(Recorded data)

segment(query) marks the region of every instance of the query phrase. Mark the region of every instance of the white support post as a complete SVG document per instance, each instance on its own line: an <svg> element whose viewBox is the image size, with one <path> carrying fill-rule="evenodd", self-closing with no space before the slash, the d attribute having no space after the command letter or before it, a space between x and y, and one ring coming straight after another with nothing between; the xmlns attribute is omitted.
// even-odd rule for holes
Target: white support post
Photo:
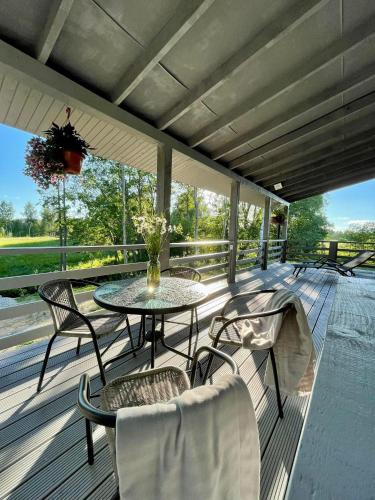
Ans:
<svg viewBox="0 0 375 500"><path fill-rule="evenodd" d="M172 184L172 148L165 144L158 144L157 152L157 186L156 186L156 211L162 213L170 224L171 209L171 184ZM169 267L169 237L160 255L161 269Z"/></svg>
<svg viewBox="0 0 375 500"><path fill-rule="evenodd" d="M267 269L268 259L268 239L270 237L270 221L271 221L271 199L266 196L264 199L263 223L262 223L262 261L261 266L263 271Z"/></svg>
<svg viewBox="0 0 375 500"><path fill-rule="evenodd" d="M289 218L289 206L285 205L284 206L284 222L283 225L281 226L281 234L280 238L283 239L283 248L281 251L281 263L284 264L286 262L286 253L287 253L287 246L288 246L288 218Z"/></svg>
<svg viewBox="0 0 375 500"><path fill-rule="evenodd" d="M240 183L232 181L230 190L230 219L229 219L229 265L228 283L236 281L236 260L238 240L238 202L240 199Z"/></svg>

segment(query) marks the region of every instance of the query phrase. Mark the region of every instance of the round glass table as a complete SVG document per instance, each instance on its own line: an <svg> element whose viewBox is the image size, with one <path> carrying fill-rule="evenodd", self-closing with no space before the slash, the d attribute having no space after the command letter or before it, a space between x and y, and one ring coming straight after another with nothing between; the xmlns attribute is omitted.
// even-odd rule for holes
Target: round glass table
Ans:
<svg viewBox="0 0 375 500"><path fill-rule="evenodd" d="M142 349L145 342L148 341L151 342L151 368L153 368L155 365L155 347L158 340L166 349L191 360L193 311L197 306L205 302L207 296L208 293L204 285L182 278L162 277L160 285L156 288L147 287L146 278L113 281L98 287L93 298L100 307L120 313L137 314L142 317L138 346L108 360L105 365L129 354L134 354ZM174 349L165 342L164 338L164 316L183 311L191 311L192 315L189 331L189 354ZM151 317L152 326L150 331L146 331L146 316ZM161 330L156 330L157 316L161 317Z"/></svg>

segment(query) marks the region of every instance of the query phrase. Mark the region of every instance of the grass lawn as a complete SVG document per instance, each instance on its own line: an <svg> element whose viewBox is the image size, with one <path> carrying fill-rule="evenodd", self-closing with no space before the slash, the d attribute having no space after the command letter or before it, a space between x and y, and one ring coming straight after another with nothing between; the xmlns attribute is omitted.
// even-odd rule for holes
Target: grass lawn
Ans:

WHAT YOU WILL DO: The line containing "of the round" opens the range, and the last line of the entries closes it; copy that range exactly.

WRITTEN SOLUTION:
segment(query) marks the region of every instance of the query phrase. Mark the region of every instance of the round glass table as a complete SVG document per instance, each instance on its own line: an <svg> element whose viewBox is the image size, with one <path> carrying fill-rule="evenodd", self-closing with no space before the slash, the d attribute having no space after the command letter or before it, a space between x and y, and one ring coming straight after another with nothing between; the xmlns attribute is omitted.
// even-odd rule for holes
Target: round glass table
Ans:
<svg viewBox="0 0 375 500"><path fill-rule="evenodd" d="M142 349L145 342L148 341L151 342L151 368L153 368L155 365L155 347L158 340L166 349L191 360L193 311L197 306L205 302L207 296L208 293L204 285L182 278L162 277L160 285L156 288L147 287L146 278L113 281L98 287L93 298L100 307L120 313L137 314L142 317L138 346L108 360L105 365L129 354L134 354ZM174 349L165 342L164 338L164 316L183 311L191 311L192 315L189 331L189 354ZM151 317L152 326L150 331L146 331L146 316ZM161 330L156 330L157 316L161 317Z"/></svg>

segment(query) marks the region of every instance of the query phrase. Mark the region of every instance of the grass lawn as a complete SVG document per instance, each instance on its own line: an <svg> element whose viewBox is the image size, with one <path> carrying fill-rule="evenodd", self-closing with no space before the slash, the d attribute having no space after the command letter or before it, a space between x and y, and one ring coming straight after another with nothing between; the xmlns attribute is omitted.
// even-odd rule for holes
Target: grass lawn
Ans:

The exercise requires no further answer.